━━ THE INPUT
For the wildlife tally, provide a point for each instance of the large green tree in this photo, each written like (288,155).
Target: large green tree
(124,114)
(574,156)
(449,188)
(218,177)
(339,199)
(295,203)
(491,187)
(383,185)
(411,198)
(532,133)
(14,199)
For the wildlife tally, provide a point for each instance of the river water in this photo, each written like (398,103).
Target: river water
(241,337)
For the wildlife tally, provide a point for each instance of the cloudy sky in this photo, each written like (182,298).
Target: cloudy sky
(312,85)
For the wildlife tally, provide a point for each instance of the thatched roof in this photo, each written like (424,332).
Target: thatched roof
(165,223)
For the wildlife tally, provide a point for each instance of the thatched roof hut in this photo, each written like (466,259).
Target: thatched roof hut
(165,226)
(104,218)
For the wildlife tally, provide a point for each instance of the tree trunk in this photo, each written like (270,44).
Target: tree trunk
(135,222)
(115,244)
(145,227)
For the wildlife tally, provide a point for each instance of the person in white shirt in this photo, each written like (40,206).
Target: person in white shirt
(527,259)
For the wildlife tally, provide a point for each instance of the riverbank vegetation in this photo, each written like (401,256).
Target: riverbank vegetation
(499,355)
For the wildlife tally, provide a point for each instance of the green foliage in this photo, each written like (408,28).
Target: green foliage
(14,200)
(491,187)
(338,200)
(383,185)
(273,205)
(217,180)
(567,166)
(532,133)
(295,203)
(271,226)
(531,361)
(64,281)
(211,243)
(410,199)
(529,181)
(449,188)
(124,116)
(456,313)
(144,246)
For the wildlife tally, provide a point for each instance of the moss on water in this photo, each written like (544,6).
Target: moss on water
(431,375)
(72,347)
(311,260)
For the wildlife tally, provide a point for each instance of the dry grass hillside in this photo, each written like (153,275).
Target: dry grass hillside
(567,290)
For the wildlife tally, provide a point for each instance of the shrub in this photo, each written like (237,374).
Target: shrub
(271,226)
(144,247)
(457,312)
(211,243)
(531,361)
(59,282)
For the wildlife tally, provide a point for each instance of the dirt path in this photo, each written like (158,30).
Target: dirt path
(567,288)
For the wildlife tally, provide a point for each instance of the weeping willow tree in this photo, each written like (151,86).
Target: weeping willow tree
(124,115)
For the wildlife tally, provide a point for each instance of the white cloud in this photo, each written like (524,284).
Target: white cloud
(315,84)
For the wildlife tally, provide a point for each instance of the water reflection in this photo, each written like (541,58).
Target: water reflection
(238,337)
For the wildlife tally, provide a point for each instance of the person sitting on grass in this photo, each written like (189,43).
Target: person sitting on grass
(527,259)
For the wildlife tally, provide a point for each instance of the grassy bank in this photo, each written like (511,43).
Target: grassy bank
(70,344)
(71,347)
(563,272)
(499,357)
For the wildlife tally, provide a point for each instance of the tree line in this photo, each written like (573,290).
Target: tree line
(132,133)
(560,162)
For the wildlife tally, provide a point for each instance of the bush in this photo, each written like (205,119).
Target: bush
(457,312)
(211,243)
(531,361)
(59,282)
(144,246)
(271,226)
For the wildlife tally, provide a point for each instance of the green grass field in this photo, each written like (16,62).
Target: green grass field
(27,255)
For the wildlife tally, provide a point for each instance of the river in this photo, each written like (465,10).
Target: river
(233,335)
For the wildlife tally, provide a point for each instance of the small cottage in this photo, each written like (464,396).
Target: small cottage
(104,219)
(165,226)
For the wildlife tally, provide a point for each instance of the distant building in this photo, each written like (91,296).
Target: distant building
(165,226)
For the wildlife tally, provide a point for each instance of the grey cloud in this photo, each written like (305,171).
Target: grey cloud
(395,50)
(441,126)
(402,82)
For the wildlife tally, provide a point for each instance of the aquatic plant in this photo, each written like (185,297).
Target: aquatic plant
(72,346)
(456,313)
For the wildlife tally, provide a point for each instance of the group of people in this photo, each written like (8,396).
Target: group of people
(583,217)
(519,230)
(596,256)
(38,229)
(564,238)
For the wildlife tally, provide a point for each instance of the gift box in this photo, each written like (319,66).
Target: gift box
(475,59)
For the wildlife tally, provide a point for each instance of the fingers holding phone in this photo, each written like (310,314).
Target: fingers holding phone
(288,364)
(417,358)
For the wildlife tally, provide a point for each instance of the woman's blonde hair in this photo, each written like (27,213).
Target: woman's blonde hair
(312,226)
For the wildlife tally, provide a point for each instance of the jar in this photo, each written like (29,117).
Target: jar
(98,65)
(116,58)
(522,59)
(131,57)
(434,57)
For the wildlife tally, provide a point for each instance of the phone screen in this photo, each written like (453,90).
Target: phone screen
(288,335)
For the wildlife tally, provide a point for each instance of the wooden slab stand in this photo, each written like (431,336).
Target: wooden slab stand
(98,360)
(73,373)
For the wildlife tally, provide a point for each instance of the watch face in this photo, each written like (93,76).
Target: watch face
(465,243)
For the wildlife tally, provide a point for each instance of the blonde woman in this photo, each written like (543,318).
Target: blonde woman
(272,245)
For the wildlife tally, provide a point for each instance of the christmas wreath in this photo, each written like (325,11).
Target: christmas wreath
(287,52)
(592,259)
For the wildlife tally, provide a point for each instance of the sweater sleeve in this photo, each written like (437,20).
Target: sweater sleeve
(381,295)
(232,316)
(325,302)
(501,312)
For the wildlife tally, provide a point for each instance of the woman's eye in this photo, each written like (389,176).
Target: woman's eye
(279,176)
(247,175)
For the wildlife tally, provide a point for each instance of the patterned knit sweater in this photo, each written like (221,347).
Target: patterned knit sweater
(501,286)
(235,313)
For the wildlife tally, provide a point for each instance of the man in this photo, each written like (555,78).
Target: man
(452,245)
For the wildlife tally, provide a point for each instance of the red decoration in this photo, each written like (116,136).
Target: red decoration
━━━━
### PROBLEM TO SOLVE
Could you give again exactly the lines from the line containing "Target: patterned knit sweater" through the final line of the data above, and no others?

### EXPECTED ANSWER
Target: patterned knit sweater
(501,286)
(235,313)
For the wildlife tally, provide a point for each instance of the man in this photo, each written like (555,78).
Target: man
(452,245)
For the wildlife tally, provide a point for each instance of the red decoration in this photo, each written like (116,136).
Target: red decoration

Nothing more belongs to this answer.